──────── Quoted passage

Re: [DISCUSS] Processing time timers in "batch" (faster-than-wall-time [re]processing)

Robert Burke Tue, 27 Feb 2024 07:44:09 -0800

An "as fast as it can runner" with dynamic splits, would ultimately split
to the systems maximum available parallelism (for stateful DoFns, this is
the number of keys; for SplittableDoFns, this is the maximum sharding of
each input element's restriction. That's what would happen with a "normal"
sleep.


WRT Portability, this means adding a current ProcessingTime field to the
ProcessBundleRequest, and likely also to the ProgressRequest so the runner
could coordinate. ProgressResponse may then need a "asleepUntil" field to
communicate back the state of the bundle, which the runner could then use
to better time its next ProgressRequest, and potentially arrest dynamic
splitting for that bundle. After all, the sleeping bundle is blocked until
processing time has advanced anyway; no progress can be made.

I like moving the abstraction out of the timer space, as it better aligns
with user intent for the throttle case, and it doesn't require a Stateful
DoFn to operate (orthogonal!), meaning it's useful for It also solves the
testing issue WRT ProcessingTime timers using an absolute time, rather than
a relative time, as the SDK can rebuild it's relative setters for output
time on the new canonical processing time, without user code changing.

The sleeping inprogress bundle naturally holds back the watermark too.

I suspect this mechanism would end up tending to over throttle as Reuven
described earlier, since the user is only pushing back on immediate
processing for the current element, not necessarily all elements. This is
particularly likely if there's a long gap between ProgressRequests for the
bundle and the runner doesn't adapt it's cadence.

An external source of rate doesn't really exist, other than some external
source that can provide throttle information. There would remain time skew
between the runner system and the external system though, but for a
throttle that's likely fine.

A central notion of ProcessingTime also allows the runner to "smear"
processing time so if there's a particularly long delay, it doesn't need to
catch up at once. I don't think that's relevant for the throttle case
though, since with the described clock mechanism and the communication back
to the runner, the unblocking notion is probably fine.

We'd need a discussion of what an SDK must do if the runner doesn't support
the central clock for completeness, and consistency.

────────────────
──────── Given information

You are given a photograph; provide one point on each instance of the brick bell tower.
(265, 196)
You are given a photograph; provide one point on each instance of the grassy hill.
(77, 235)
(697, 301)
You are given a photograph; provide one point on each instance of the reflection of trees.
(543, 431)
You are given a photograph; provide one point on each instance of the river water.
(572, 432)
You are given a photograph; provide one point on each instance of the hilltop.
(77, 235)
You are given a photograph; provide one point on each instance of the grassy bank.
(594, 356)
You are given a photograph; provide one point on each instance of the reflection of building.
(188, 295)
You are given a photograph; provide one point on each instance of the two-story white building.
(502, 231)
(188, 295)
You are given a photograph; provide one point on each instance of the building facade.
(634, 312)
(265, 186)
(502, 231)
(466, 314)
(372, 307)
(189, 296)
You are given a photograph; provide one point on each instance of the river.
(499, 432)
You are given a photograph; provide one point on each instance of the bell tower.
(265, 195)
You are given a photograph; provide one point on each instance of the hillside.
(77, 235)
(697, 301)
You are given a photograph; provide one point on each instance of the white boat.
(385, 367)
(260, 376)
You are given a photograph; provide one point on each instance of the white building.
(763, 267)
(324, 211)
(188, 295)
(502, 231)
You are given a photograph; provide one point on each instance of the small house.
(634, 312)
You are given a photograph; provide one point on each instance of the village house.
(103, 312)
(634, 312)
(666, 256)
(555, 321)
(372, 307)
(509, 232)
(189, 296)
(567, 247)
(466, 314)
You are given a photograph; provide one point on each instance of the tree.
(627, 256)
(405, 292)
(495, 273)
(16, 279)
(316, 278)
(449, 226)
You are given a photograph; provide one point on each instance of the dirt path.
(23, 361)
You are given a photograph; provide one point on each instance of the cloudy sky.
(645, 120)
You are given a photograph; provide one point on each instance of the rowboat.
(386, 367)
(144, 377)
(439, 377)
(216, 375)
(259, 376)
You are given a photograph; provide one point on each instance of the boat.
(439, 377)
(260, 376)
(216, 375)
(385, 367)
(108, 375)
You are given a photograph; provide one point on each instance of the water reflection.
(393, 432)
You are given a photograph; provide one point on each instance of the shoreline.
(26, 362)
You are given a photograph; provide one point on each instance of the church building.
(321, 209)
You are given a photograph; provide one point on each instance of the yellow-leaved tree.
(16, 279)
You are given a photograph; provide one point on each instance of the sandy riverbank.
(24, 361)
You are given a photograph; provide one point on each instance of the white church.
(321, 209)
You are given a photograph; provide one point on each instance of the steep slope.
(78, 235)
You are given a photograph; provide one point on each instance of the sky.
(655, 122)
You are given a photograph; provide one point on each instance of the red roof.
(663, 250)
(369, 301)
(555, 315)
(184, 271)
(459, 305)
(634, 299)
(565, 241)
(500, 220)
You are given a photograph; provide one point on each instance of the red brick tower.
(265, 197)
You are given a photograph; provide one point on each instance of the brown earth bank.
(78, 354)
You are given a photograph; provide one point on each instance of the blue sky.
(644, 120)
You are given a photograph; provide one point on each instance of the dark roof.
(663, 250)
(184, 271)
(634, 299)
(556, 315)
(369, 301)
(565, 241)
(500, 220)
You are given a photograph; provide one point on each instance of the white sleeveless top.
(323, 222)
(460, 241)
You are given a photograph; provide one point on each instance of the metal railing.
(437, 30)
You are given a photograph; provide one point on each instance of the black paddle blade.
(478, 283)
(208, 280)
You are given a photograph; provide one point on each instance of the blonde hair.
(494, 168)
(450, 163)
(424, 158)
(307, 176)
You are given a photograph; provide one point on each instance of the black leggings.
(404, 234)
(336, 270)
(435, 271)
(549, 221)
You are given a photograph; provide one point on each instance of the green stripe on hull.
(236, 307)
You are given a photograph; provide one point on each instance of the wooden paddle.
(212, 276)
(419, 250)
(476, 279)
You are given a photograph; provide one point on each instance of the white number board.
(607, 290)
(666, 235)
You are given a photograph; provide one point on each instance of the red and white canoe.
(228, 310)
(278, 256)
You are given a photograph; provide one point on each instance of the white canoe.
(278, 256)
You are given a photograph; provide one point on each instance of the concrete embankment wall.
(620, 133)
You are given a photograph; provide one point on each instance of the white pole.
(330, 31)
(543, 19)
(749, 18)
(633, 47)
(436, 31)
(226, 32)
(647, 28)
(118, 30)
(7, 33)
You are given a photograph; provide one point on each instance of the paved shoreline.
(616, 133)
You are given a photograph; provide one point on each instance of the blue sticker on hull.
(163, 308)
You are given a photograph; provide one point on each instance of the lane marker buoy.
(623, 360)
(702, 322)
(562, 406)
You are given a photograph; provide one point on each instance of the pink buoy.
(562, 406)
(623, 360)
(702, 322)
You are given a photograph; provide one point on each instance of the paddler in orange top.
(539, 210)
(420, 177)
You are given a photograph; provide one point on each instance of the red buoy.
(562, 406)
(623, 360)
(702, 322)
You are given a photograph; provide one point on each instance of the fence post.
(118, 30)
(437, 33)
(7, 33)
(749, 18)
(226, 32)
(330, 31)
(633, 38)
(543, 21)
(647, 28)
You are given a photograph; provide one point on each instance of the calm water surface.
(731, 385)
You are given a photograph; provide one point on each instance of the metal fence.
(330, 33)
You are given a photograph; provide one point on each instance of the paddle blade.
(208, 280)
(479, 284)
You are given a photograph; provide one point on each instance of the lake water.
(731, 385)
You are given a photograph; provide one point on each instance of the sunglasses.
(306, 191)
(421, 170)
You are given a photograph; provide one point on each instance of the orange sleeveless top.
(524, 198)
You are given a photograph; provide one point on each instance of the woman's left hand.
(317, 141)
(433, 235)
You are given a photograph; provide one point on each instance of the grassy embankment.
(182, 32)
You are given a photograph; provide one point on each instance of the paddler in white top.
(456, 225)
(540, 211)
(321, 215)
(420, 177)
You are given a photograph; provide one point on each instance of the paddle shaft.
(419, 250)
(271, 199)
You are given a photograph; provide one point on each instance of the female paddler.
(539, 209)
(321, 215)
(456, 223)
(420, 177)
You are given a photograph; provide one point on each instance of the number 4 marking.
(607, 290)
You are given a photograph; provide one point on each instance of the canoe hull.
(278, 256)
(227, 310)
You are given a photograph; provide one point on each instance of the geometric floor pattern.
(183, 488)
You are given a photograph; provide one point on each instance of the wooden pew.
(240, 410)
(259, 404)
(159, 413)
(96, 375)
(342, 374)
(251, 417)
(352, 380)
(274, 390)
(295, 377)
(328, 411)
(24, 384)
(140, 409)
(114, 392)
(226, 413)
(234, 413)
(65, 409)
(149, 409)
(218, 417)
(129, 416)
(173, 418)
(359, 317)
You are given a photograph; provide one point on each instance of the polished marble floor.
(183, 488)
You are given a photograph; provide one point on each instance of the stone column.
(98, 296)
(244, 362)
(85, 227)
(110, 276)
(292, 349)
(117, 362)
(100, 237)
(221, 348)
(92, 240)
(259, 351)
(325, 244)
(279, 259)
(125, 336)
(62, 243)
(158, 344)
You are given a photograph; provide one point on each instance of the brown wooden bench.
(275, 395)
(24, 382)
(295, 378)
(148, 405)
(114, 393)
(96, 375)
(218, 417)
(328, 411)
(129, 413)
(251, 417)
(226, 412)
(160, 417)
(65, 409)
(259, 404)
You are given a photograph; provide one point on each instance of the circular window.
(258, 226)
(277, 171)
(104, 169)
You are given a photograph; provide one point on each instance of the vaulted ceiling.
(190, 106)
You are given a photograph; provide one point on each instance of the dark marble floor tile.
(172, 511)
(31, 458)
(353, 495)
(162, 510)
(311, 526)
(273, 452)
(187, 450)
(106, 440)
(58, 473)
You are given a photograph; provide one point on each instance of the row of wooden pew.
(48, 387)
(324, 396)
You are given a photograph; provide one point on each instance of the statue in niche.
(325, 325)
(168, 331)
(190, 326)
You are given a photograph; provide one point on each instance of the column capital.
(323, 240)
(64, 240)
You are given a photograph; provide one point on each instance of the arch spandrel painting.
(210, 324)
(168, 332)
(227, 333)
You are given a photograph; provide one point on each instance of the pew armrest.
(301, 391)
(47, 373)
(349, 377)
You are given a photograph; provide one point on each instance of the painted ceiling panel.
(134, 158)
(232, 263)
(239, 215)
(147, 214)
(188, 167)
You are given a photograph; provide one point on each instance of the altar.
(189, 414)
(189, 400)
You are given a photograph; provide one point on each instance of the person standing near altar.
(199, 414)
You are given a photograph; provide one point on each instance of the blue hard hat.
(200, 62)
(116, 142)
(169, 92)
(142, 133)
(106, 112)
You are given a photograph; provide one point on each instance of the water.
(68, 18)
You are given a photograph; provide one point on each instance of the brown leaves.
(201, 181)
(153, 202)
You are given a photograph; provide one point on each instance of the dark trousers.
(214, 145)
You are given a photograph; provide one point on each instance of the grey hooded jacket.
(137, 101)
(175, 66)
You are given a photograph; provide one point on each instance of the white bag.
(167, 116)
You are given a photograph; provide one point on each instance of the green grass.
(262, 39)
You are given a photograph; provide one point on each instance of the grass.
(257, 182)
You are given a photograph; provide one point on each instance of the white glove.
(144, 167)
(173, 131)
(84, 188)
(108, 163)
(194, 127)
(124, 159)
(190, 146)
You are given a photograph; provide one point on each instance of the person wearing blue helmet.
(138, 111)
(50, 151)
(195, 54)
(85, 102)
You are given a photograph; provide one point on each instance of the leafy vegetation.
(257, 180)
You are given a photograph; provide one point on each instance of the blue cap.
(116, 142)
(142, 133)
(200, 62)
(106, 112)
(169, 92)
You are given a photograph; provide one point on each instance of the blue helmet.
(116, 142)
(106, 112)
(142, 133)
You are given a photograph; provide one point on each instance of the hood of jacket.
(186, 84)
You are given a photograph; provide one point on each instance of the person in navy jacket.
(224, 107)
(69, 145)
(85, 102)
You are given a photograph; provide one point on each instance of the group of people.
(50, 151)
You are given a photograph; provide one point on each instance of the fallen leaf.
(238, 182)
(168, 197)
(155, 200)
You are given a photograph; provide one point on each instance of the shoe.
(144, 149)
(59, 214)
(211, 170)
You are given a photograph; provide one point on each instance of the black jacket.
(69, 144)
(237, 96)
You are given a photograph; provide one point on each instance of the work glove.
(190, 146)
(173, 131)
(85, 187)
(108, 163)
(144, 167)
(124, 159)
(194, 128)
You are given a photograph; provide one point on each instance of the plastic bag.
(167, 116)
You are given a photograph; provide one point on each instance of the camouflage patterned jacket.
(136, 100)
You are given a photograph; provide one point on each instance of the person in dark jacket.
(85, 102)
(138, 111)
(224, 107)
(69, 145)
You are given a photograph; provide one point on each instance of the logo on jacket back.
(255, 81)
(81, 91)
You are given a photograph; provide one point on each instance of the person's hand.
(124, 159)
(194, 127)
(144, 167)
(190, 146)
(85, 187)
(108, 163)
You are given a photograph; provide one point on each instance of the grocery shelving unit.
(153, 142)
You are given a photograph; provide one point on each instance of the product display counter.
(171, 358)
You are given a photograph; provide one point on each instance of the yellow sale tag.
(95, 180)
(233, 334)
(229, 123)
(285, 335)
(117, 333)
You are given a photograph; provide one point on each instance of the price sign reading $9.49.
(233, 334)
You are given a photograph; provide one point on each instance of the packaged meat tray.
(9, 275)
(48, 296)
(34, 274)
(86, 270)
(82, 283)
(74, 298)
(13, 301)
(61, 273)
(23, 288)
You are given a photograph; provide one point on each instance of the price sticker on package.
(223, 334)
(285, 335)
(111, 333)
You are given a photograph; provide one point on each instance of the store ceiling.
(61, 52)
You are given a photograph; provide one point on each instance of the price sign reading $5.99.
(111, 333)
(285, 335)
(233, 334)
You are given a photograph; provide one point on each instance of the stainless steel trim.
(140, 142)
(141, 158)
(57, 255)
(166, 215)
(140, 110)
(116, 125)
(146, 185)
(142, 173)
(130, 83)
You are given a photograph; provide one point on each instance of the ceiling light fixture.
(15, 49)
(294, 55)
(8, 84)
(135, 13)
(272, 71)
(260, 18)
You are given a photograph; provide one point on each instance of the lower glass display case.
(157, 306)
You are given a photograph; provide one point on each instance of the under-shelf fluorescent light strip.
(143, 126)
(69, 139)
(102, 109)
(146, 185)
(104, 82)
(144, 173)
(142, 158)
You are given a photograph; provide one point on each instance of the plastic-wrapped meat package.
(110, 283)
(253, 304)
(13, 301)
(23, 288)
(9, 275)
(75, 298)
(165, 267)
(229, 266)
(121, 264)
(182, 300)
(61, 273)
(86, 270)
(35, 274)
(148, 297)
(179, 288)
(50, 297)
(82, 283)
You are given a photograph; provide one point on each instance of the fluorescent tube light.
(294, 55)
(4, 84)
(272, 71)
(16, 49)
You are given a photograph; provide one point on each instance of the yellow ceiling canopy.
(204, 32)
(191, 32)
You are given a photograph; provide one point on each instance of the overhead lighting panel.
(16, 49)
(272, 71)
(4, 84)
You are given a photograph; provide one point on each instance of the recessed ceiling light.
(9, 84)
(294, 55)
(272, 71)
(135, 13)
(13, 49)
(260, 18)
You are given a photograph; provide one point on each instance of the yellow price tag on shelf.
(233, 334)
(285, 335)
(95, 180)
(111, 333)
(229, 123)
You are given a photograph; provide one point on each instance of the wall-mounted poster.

────────────────

▶ [Required tasks]:
- A) Answer these questions about the forum post on processing-time timers:
(i) What field might ProgressResponse need in order to report the state of the bundle back to the runner?
(ii) What does the sleeping in-progress bundle hold back?
(iii) Who described the risk of over-throttling earlier?
- B) From the forum post on processing-time timers, write out the passage that begins at the words "I suspect this" and ends after the words "that's likely fine.".
- C) Extend the forum post on processing-time timers by writing what comes after its last sentence.
The material has no role in what you are asked to do here.

▶ [Replies]:
- A)
(i) An "asleepUntil" field.
(ii) The watermark.
(iii) Reuven.

- B)
I suspect this mechanism would end up tending to over throttle as Reuven
described earlier, since the user is only pushing back on immediate
processing for the current element, not necessarily all elements. This is
particularly likely if there's a long gap between ProgressRequests for the
bundle and the runner doesn't adapt it's cadence.

An external source of rate doesn't really exist, other than some external
source that can provide throttle information. There would remain time skew
between the runner system and the external system though, but for a
throttle that's likely fine.

- C)
On Tue, Feb 27, 2024, 6:58 AM Jan Lukavský <[email protected]> wrote:

> On 2/27/24 14:51, Kenneth Knowles wrote:
>
> I very much like the idea of processing time clock as a parameter
> to @ProcessElement. That will be obviously useful and remove a source of
> inconsistency, in addition to letting the runner/SDK harness control it. I
> also like the idea of passing a Sleeper or to @ProcessElement. These are
> both good practices for testing and flexibility and runner/SDK language
> differences.
>
> In your (a) (b) (c) can you be more specific about which watermarks you
> are referring to? Are they the same as in my opening email? If so, then
> what you describe is what we already have.
>
> Yes, we have that for streaming, but it does not work this way in batch.
> In my understanding we violate (a), we ignore (b) because we fire timers at
> GC time only and (c) is currently relevant only immediately preceding
> window GC time, but can be defined more generally. But essentially yes, I
> was just trying to restate the streaming processing time semantics in the
> limited batch case.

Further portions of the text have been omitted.